* Begin *
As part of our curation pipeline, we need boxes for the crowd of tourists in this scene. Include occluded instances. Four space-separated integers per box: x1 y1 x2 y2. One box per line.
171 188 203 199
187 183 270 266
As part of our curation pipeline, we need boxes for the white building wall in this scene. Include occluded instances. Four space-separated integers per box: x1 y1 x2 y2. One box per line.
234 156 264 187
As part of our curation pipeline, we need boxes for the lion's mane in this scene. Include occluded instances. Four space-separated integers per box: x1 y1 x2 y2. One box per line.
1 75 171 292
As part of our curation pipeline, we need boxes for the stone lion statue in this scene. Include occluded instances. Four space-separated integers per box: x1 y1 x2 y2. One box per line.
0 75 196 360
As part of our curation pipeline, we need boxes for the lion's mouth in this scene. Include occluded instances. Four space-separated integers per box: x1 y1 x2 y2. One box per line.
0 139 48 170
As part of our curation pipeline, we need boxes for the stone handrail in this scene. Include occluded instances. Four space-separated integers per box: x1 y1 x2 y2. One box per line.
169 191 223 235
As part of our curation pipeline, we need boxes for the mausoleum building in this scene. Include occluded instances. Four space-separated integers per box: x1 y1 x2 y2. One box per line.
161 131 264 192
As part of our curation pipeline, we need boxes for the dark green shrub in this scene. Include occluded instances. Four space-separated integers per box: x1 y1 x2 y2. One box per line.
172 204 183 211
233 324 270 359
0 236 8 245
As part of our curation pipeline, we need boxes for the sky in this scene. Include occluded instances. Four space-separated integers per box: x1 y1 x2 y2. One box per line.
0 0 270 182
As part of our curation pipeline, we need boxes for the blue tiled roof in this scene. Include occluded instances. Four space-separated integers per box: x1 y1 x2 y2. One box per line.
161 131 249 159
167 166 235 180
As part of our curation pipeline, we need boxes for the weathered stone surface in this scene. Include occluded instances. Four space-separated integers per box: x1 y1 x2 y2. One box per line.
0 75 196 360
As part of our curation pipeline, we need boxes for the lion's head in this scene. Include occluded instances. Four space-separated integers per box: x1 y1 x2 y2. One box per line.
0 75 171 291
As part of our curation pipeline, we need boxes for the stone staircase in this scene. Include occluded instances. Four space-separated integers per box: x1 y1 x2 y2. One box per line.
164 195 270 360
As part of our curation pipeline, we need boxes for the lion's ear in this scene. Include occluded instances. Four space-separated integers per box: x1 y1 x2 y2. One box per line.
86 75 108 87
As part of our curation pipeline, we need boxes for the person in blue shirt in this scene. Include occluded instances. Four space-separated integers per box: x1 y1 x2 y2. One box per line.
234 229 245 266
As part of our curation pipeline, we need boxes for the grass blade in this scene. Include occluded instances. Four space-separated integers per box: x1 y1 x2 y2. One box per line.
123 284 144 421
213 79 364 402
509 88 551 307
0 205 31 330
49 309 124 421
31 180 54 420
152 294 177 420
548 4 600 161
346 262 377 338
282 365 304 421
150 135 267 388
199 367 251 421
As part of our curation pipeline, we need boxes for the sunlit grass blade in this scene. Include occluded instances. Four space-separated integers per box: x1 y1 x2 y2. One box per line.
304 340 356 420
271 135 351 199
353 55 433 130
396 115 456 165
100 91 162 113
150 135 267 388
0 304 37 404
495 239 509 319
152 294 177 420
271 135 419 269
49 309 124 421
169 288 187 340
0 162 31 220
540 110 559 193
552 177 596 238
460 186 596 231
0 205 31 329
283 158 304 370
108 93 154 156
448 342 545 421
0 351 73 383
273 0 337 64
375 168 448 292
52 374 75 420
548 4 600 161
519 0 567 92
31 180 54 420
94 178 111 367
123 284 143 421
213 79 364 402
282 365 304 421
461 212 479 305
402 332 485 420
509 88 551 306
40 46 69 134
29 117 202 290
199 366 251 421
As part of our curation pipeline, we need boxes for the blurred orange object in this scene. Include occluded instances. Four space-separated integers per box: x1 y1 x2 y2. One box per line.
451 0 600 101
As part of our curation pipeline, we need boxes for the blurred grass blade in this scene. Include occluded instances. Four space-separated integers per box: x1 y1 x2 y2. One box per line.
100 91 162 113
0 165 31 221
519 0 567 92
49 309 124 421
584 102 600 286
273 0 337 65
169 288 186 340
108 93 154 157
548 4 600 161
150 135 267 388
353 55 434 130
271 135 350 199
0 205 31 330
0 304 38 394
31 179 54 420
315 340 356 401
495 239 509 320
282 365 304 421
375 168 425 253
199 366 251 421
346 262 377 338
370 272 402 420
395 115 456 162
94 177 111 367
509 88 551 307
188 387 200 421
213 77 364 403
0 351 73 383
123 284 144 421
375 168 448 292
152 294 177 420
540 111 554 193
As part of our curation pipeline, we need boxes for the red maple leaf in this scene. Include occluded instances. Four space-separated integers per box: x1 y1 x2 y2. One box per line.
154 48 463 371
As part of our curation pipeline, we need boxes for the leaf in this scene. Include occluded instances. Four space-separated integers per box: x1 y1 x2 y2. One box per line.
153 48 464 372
* End *
*Given task*: Rewrite the part of the material that opens with the line containing "for the weathered" and closes with the line containing "234 229 245 266", both lines included and the requests kept. In the answers, scale every box coordinate by 1.5 and round it to a whole number, rounding halves up, and output only that part.

*Solution for this task*:
As part of our curation pipeline, we need boxes for the weathered stone surface in this scene. Include occluded instances. Four space-separated integers per box: x1 y1 x2 y2. One box per line.
0 113 294 540
As part of our curation pipeline, we need boxes for the lion's head in this scene. Include occluded instances. Four space-separated integers per box: x1 y1 x2 y2. One box per line.
0 113 257 437
As part of our curation pipeline, we need boxes for the stone staircase in this scene. Include occluded instances. Four space-separated integers per box: x1 y1 x2 y2. One box per line.
246 293 405 540
As part of our curation pipeline, we need boxes for the lion's ear in this scene. Include occluded instances. Four space-separated integers per box: x1 y1 x2 y2. One box per line.
129 113 162 131
As part of our curation pipeline, we need boxes for the person in blue shirt in this scene. Include occluded instances. Four space-separated integers per box: x1 y1 x2 y2. One box per line.
351 344 368 399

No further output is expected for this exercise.